Given records:
* * * * * * * * *

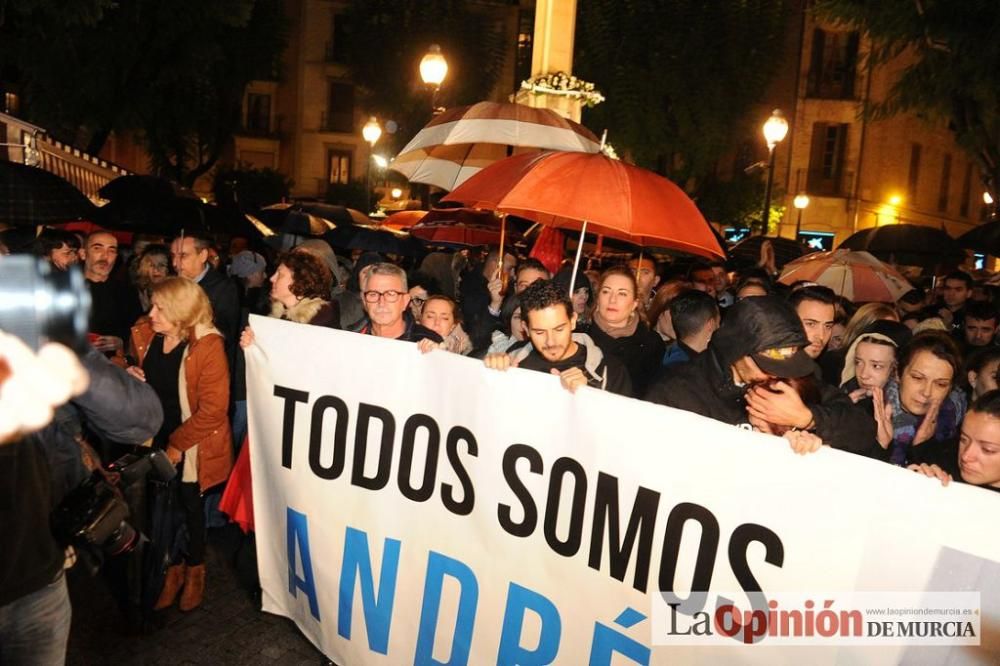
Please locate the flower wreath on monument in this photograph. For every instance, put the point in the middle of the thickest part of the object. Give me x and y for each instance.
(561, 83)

* * * * * * * * *

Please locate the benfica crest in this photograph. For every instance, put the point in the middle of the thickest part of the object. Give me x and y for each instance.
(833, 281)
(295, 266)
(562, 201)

* * * * * * * * *

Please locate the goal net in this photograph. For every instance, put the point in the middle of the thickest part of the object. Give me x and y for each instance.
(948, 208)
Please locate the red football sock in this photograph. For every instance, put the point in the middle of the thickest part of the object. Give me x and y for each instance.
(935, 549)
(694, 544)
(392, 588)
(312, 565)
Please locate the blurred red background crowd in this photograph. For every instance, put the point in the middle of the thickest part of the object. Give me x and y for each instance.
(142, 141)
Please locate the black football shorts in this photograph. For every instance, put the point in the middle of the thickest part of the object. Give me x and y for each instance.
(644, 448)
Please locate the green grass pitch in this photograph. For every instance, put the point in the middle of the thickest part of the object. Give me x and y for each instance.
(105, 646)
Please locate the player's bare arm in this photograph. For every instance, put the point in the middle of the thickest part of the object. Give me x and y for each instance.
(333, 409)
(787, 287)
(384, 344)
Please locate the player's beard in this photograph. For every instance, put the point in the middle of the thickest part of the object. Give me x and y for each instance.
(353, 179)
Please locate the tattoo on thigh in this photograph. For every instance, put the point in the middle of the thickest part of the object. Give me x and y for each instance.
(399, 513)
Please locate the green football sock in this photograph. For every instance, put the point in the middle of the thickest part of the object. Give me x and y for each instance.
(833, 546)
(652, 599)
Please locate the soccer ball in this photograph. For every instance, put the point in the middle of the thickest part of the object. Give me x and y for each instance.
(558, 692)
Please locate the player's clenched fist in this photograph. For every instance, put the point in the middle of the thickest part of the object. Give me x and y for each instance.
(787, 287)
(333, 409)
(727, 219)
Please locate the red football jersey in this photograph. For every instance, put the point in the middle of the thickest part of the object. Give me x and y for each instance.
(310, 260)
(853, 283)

* * * * * * * * *

What is required:
Pick out every line of the material above that contains the string "sock", treating uppercase and lowercase letters as different, and copy each of those lines in full.

Result:
Please locate the red football sock in this photograph. For every instance, put the point in the middle of the thickest part of the object. Give me x and y for each instance.
Please locate the green football sock in this photograph. For every instance, put the point in the middle of the thickest part of the object. Give me x and y for each instance.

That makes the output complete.